## [Work task]
Every line below from the one with "Pick out the navy" through the one with "Pick out the blue banner." should be retyped exactly, both ends included; no other lines and no pictures.

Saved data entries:
● ● ● ● ●
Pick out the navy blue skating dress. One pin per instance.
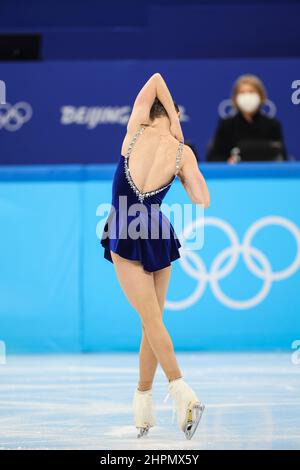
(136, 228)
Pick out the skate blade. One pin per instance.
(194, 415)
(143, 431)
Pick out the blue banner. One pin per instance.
● ● ● ● ●
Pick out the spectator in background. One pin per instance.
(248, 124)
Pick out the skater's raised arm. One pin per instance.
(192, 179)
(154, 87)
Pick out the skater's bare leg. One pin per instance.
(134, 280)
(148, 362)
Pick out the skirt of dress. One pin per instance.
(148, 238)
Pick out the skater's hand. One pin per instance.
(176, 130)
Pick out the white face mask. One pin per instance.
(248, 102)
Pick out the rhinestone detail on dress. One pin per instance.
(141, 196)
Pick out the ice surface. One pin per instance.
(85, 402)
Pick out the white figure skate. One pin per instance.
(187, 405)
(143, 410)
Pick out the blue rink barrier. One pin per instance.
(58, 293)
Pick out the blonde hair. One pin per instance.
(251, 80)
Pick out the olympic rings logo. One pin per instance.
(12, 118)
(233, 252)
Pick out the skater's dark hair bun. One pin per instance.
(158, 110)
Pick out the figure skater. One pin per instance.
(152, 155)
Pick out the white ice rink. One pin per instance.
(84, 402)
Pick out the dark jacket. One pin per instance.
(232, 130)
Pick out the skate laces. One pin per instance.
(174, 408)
● ● ● ● ●
## [Finished exercise]
Pick out the navy blue skating dress. One pin per instance.
(136, 228)
Pick out the skate blade. One pin per instance.
(194, 415)
(143, 431)
Pick out the blue banner. One pin per instance.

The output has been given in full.